AGUATERO
Pedro Luis Ferrer Montes
Pasé mi adolescencia en la barriada habanera de Santos Suárez, en un apartamento muy modesto, estructurado con los recursos más elementales para la subsistencia. Mi madre era obrera en una fábrica textil y mi padre trabajaba en cuestiones burocráticas, labores que daban lo elemental para la manutención familiar. Mis dos hermanos y yo, aunque poco aplicados, éramos estudiantes.
Casi toda mi familia paterna residía en Santos Suárez. El apartamento de tío Raúl, situado justo a una cuadra del nuestro, era quizás el más frecuentado por mí, pues allí tenía acceso a una guitarra criolla muy cómoda, que sonaba muy cristalina (todavía no contaba con una de mi propiedad). Su pequeña biblioteca me proporcionaba los mejores lapsos de calma y silencio para intuir y ensayar mis primeras inquietudes creativas. A tío Raúl lo veía pocas veces, casi siempre los domingos de asueto, en compañía de mi padre. Pero su esposa, tía Raquel y su cuñada Panchita eran unas anfitrionas formidables, conversadoras y amenas, siempre con el estímulo oportuno: un batido, una limonada o una galletica untada con algo sabroso.
A diferencia de mi casa, la situación del agua en aquella cuadra era neurálgica. La surtían cada dos días, y llegaba con tan poca fuerza que apenas mojaba los tanques.

**Listado de datos**

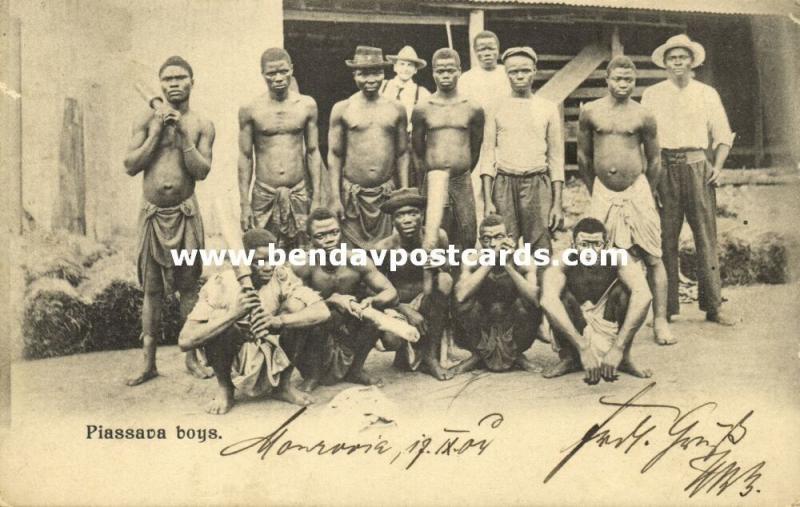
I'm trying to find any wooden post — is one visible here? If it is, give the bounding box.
---
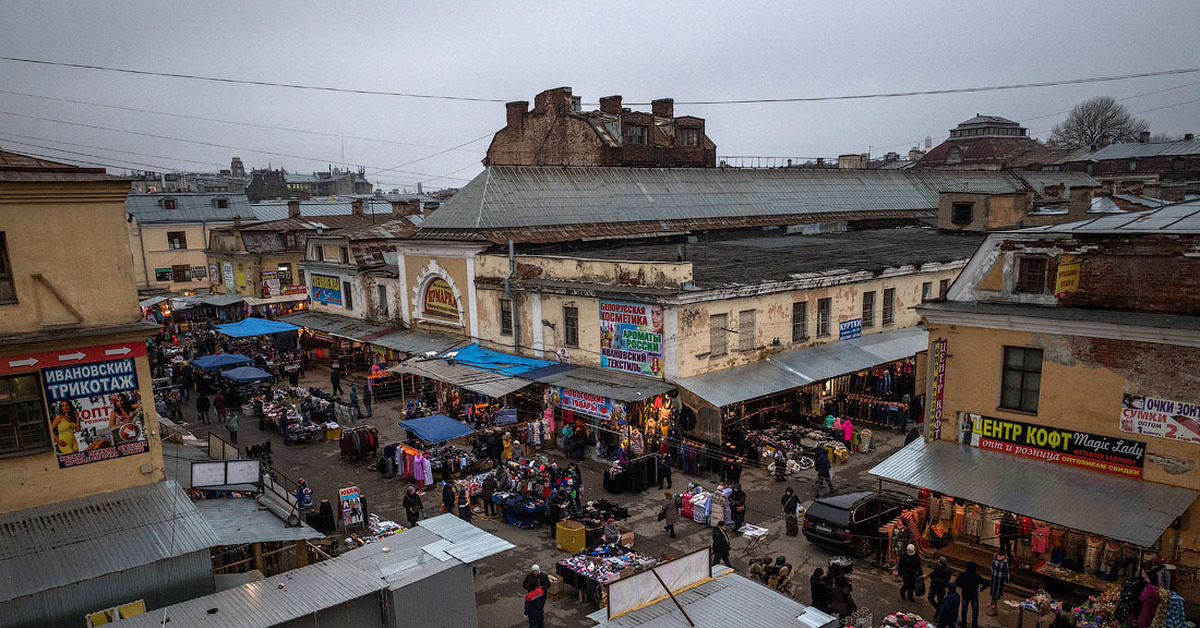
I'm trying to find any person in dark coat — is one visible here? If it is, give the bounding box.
---
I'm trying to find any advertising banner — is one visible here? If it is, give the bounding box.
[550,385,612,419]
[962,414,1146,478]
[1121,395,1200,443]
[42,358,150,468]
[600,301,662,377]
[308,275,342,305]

**Enunciado de la tarea**
Transcribe íntegro y sin ningún cambio el fragmento sobre la adolescencia en Santos Suárez. Los registros no tienen relación alguna con el fragmento.

**Resultado del ejercicio**
AGUATERO
Pedro Luis Ferrer Montes
Pasé mi adolescencia en la barriada habanera de Santos Suárez, en un apartamento muy modesto, estructurado con los recursos más elementales para la subsistencia. Mi madre era obrera en una fábrica textil y mi padre trabajaba en cuestiones burocráticas, labores que daban lo elemental para la manutención familiar. Mis dos hermanos y yo, aunque poco aplicados, éramos estudiantes.
Casi toda mi familia paterna residía en Santos Suárez. El apartamento de tío Raúl, situado justo a una cuadra del nuestro, era quizás el más frecuentado por mí, pues allí tenía acceso a una guitarra criolla muy cómoda, que sonaba muy cristalina (todavía no contaba con una de mi propiedad). Su pequeña biblioteca me proporcionaba los mejores lapsos de calma y silencio para intuir y ensayar mis primeras inquietudes creativas. A tío Raúl lo veía pocas veces, casi siempre los domingos de asueto, en compañía de mi padre. Pero su esposa, tía Raquel y su cuñada Panchita eran unas anfitrionas formidables, conversadoras y amenas, siempre con el estímulo oportuno: un batido, una limonada o una galletica untada con algo sabroso.
A diferencia de mi casa, la situación del agua en aquella cuadra era neurálgica. La surtían cada dos días, y llegaba con tan poca fuerza que apenas mojaba los tanques.